# TÂCHES À RÉALISER:
**1)** Pour chacune des affirmations suivantes, indiquez par oui ou non si elle concorde avec le commentaire sur la publicité, en citant les mots du texte qui tranchent. (a) Lors des crises, les investissements publicitaires s'effondrent définitivement. (b) Le secteur publicitaire compte parmi les premiers à repartir après une récession. (c) Le commentaire juge erronés les principaux arguments du milieu pub.
**2)** Dans le commentaire sur la publicité, transformez en liste concise le paragraphe qui commence par « Beaucoup d'interrogations et doutes » en gardant l'essentiel.
**3)** Poursuivez le commentaire sur la publicité à partir de l'endroit où il s'arrête.

# EXTRAIT FOURNI:
>>

Et ce, à l'échelle de la planète entière.
Commentaire
Les craintes infondées du système pub
Il est un fait bien connu chez les publicitaires : à chaque
crise économique ou sociale un peu forte, les investissements
publicitaires s'effondrent temporairement.
Beaucoup d'interrogations et doutes existentialistes émergent
alors dans ces moments critiques chez les hommes de communication
: « les entreprises doivent comprendre que les investissements
« pub », doivent se maintenir », et surtout : «
ils doivent reconnaître notre rôle fondamental dans l'économie
», « c'est après tout nous qui assurons le maintien
du désir de consommation ».
Que le « milieu pub » se rassure : il est finalement parmi
les premiers secteurs économiques à redémarrer,
une fois les récessions passées. Ses arguments principaux
sont aussi tout à fait justes : la « machine pub »

<<

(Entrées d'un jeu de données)
>>

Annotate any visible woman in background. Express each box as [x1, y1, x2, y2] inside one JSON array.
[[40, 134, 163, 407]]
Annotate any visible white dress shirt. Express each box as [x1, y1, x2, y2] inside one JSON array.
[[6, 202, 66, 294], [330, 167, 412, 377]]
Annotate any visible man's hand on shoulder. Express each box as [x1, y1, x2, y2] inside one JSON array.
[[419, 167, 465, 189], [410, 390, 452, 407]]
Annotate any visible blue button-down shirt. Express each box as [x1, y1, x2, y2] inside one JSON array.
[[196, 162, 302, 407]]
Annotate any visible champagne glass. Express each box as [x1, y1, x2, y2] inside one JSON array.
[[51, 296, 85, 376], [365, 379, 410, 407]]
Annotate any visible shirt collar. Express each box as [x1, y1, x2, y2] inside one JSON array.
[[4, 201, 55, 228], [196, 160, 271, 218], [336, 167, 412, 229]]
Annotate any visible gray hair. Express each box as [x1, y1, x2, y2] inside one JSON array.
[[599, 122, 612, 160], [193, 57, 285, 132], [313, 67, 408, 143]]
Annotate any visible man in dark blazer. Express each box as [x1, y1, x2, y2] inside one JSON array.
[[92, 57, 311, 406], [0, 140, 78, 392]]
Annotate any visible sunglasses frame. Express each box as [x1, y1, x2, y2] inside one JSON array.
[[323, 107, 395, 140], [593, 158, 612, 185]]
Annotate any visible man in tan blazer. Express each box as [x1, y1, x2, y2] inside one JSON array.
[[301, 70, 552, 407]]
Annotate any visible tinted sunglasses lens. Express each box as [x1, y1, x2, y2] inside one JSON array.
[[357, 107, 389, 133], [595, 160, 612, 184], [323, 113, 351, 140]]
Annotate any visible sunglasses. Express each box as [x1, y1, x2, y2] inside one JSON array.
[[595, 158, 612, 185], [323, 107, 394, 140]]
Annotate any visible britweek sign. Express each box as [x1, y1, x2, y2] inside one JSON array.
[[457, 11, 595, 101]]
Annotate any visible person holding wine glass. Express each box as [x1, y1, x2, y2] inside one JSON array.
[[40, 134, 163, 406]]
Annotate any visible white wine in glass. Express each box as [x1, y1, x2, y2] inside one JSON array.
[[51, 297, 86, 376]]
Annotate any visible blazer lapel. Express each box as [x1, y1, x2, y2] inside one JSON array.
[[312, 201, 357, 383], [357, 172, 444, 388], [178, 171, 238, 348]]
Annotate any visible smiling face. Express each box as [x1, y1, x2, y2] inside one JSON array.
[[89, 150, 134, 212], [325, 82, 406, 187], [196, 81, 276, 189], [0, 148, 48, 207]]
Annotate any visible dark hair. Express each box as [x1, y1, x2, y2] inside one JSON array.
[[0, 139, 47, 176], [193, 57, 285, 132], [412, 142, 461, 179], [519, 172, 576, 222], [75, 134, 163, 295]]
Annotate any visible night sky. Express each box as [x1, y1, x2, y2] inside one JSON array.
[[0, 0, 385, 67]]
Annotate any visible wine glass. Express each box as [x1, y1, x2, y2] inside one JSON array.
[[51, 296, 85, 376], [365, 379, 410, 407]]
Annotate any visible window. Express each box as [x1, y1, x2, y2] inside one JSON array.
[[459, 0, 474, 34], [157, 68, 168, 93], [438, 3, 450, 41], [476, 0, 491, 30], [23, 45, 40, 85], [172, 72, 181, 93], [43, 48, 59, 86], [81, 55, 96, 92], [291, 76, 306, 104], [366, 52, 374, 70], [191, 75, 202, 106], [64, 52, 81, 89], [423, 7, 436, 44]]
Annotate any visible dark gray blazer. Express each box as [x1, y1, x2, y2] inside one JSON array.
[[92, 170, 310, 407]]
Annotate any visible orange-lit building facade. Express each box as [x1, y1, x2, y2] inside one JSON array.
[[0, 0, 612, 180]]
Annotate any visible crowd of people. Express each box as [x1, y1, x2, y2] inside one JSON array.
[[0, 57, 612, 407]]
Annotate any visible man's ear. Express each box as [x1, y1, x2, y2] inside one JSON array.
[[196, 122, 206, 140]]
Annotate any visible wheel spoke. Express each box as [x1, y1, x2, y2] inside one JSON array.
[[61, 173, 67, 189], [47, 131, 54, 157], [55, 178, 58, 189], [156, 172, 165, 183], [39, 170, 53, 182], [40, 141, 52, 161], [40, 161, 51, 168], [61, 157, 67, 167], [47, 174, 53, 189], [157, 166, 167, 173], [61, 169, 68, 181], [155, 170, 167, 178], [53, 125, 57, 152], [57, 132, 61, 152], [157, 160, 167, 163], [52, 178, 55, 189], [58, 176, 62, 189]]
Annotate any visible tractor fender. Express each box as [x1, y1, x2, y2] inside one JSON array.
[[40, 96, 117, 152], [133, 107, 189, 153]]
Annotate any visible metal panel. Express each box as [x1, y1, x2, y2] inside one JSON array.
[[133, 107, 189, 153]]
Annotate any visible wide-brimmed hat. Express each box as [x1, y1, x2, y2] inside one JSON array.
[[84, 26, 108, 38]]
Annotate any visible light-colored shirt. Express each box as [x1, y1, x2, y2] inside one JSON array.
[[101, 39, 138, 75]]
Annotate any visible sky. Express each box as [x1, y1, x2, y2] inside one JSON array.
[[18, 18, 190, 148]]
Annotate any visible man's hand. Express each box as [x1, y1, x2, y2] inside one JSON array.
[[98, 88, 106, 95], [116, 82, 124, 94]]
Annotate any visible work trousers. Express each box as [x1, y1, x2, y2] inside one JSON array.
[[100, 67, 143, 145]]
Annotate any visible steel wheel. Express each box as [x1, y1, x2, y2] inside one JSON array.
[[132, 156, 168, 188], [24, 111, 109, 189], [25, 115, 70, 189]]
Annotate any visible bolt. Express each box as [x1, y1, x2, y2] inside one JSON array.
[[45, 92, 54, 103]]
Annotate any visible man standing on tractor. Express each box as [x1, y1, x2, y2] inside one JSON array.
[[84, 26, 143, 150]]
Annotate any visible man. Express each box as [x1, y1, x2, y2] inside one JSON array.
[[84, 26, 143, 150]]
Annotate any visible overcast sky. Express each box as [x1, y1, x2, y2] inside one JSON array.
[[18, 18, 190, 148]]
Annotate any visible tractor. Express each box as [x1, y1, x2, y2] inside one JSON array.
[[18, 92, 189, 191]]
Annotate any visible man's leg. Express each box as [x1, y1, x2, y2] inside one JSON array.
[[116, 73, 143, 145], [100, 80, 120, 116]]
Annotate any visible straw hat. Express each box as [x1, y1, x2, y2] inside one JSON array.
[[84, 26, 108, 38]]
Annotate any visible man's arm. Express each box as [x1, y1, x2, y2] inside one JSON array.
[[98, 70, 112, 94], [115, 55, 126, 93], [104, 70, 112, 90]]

<<

# RÉPONSES PAR TÂCHE:
**1)**
(a) Non : « les investissements publicitaires s'effondrent temporairement ».
(b) Oui : « parmi les premiers secteurs économiques à redémarrer, une fois les récessions passées ».
(c) Non : « Ses arguments principaux sont aussi tout à fait justes ».

**2)**
- En période de crise, les professionnels de la communication sont assaillis d'interrogations et de doutes.
- Selon eux, les entreprises doivent maintenir leurs investissements publicitaires.
- Ils veulent que leur rôle fondamental dans l'économie soit reconnu.
- Ils affirment assurer le maintien du désir de consommation.

**3)**
est indispensable à l'économie de consommation.
Sans elle, l'économie toute entière s'écroulerait.
Et avec elle, les valeurs et croyances de la civilisation occidentale.
Répondre à des questions essentielles
Les us et méfaits de la publicité et de la société
de communication sont désormais bien commentés et répertoriés
dans des livres tels que « 14.99 » Euros (anciennement
99 francs) de Frédéric Beigbeder, « No logo »
de Naomi Klein, ou « Glamorama » de Bret Easton Ellis.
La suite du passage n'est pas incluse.